| SUPPLIED PASSAGE |

But nothing could induce him to face the Parliament which was
about to meet. A litter was sent down to him from London, but to
no purpose. He set out, but declared that he found it impossible
to proceed, and took refuge again in his lonely mansion among the
hills.739

While these things were passing, the members of both Houses were
from every part of the kingdom going up to Westminster. To the
opening of the session, not only England, but all Europe, looked
forward with intense anxiety. Public credit had been deeply
injured by the failure of the Land Bank. The restoration of the
currency was not yet half accomplished. The scarcity of money was
still distressing. Much of the milled silver was buried in
private repositories as fast as it came forth from the Mint.
Those politicians who were bent on raising the denomination of
the coin had found too ready audience from a population suffering
under severe pressure; and, at one time, the general voice of the
nation had seemed to be on their side.740 Of course every person
who thought it likely that the standard would be lowered, hoarded
as much money as he could hoard; and thus the cry for little
shillings aggravated the pressure from which it had sprung.741
Both the allies and the enemies of England imagined that her
resources were spent, that her spirit was broken, that the
Commons, so often querulous and parsimonious even in tranquil and
prosperous times, would now positively refuse to bear any
additional burden, and would, with an importunity not to be
withstood, insist on having peace at any price.

But all these prognostications were confounded by the firmness
and ability of the Whig leaders, and by the steadiness of the
Whig majority. On the twentieth of October the Houses met.
William addressed to them a speech remarkable even among all the
remarkable speeches in which his own high thoughts and purposes
were expressed in the dignified and judicious language of Somers.
There was, the King said, great reason for congratulation. It was
true that the funds voted in the preceding session for the
support of the war had failed, and that the recoinage had
produced great distress. Yet the enemy had obtained no advantage
abroad; the State had been torn by no convulsion at home; the
loyalty shown by the army and by the nation under severe trials
had disappointed all the hopes of those who wished evil to
England. Overtures tending to peace had been made. What might be
the result of those overtures, was uncertain; but this was
certain, that there could be no safe or honourable peace for a
nation which was not prepared to wage vigorous war. "I am sure we
shall all agree in opinion that the only way of treating with
France is with our swords in our hands."

The Commons returned to their chamber; and Foley read the speech
from the chair. A debate followed which resounded through all
Christendom. That was the proudest day of Montague's life, and
one of the proudest days in the history of the English
Parliament. In 1798, Burke held up the proceedings of that day as
an example to the statesmen whose hearts had failed them in the
conflict with the gigantic power of the French republic. In 1822,
Huskisson held up the proceedings of that day as an example to a
legislature which, under the pressure of severe distress, was
tempted to alter the standard of value and to break faith with
the public creditor. Before the House rose the young Chancellor
of the Exchequer, whose ascendency, since the ludicrous failure
of the Tory scheme of finance, was undisputed, proposed and
carried three memorable resolutions. The first, which passed with
only one muttered No, declared that the Commons would support the
King against all foreign and domestic enemies, and would enable
him to prosecute the war with vigour. The second, which passed,
not without opposition, but without a division, declared that the
standard of money should not be altered in fineness, weight or
denomination. The third, against which not a single opponent of
the government dared to raise his voice, pledged the House to
make good all the deficiencies of all parliamentary fund's
established since the King's accession. The task of framing an
answer to the royal speech was entrusted to a Committee
exclusively composed of Whigs. Montague was chairman; and the
eloquent and animated address which he drew up may still be read
in the journals with interest and pride.742

Within a fortnight two millions and a half were granted for the
military expenditure of the approaching year, and nearly as much
for the maritime expenditure. Provision was made without any
dispute for forty thousand seamen. About the amount of the land
force there was a division. The King asked for eighty-seven
thousand soldiers; and the Tories thought that number too large.

| TASKS TO CARRY OUT |
(a) List the three resolutions that the passage on the Parliament session says the young Chancellor of the Exchequer proposed and carried.
(b) According to the passage on the Parliament session, on what date did the Houses meet?
(c) Pick up the passage on the Parliament session after its final sentence and carry it forward.

| EXTRACTED ENTRIES |
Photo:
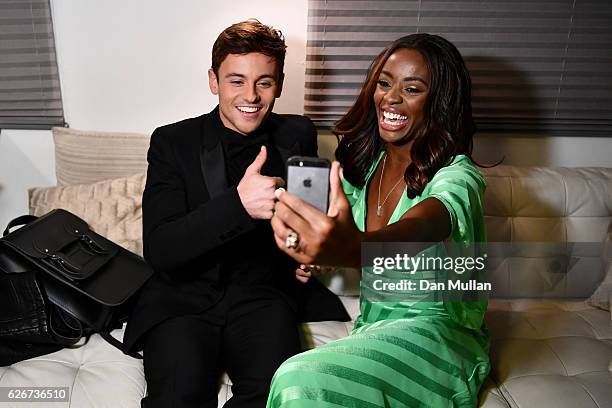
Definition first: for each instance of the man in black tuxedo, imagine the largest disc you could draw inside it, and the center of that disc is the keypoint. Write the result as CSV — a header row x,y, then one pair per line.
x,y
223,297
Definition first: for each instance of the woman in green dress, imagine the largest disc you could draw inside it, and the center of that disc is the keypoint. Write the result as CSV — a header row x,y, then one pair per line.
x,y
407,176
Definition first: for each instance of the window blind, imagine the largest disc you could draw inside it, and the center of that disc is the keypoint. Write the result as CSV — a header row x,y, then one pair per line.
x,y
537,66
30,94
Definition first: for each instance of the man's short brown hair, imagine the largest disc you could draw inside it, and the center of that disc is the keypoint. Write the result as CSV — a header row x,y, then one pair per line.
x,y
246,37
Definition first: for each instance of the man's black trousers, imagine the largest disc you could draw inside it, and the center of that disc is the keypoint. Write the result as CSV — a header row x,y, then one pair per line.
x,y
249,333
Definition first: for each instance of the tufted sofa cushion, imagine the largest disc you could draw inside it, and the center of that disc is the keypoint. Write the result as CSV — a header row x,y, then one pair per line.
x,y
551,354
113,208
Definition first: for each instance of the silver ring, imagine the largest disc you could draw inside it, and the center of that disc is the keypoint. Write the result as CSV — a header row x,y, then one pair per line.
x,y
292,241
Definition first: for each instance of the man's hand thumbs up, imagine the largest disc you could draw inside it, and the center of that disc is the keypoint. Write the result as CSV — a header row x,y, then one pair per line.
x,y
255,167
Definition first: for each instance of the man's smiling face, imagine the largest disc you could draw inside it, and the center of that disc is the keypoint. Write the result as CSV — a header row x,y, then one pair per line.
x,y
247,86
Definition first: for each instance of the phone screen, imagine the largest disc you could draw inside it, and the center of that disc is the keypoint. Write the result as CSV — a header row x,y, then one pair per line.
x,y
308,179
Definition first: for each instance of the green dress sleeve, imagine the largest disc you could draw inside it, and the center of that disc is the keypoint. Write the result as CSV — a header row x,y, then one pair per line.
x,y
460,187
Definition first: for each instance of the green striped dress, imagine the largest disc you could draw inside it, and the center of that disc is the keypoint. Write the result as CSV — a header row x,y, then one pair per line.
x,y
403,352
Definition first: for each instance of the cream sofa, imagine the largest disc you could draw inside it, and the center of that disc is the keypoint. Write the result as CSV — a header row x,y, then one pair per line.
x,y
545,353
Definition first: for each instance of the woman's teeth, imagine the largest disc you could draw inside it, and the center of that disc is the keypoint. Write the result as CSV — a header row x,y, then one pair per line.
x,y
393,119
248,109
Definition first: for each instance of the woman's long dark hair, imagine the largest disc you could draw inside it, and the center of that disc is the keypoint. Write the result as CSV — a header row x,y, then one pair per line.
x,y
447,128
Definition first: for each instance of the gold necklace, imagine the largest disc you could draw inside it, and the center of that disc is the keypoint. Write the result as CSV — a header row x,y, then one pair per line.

| RESPONSES FOR EACH TASK |
(a)
1. The Commons would support the King against all foreign and domestic enemies and would enable him to prosecute the war with vigor.
2. The standard of money would not be altered in fineness, weight or denomination.
3. The House would make good all the deficiencies of all parliamentary funds established since the King's accession.

(b) The Houses met on the twentieth of October.

(c)
The vote was carried by two hundred and twenty-three to sixty-
seven.

The malecontents flattered themselves, during a short time, that
the vigorous resolutions of the Commons would be nothing more
than resolutions, that it would be found impossible to restore
public credit, to obtain advances from capitalists, or to wring
taxes out of the distressed population, and that therefore the
forty thousand seamen and the eighty-seven thousand soldiers
would exist only on paper. Howe, who had been more cowed than was
usual with him on the first day of the session, attempted, a week
later, to make a stand against the Ministry. "The King," he said,
"must have been misinformed; or His Majesty never would have
felicitated Parliament on the tranquil state of the country. I
come from Gloucestershire. I know that part of the kingdom well.
The people are all living on alms, or ruined by paying alms. The
soldier helps himself, sword in hand, to what he wants. There
have been serious riots already; and still more serious riots are
to be apprehended." The disapprobation of the House was strongly
expressed. Several members declared that in their counties every
thing was quiet. If Gloucestershire were in a more disturbed
state than the rest of England, might not the cause be that
Gloucestershire was cursed with a more malignant and unprincipled
agitator than all the rest of England could show? Some
Gloucestershire gentlemen took issue with Howe on the facts.
There was no such distress, they said, no such discontent, no
such rioting as he had described. In that county, as in every
other county, the great body of the population was fully
determined to support the King in waging a vigorous war till he
could make an honourable peace.743

In fact the tide had already turned. From the moment at which the
Commons notified their fixed determination not to raise the
denomination of the coin, the milled money began to come forth
from a thousand strong boxes and private drawers. There was still
pressure; but that pressure was less and less felt day by day.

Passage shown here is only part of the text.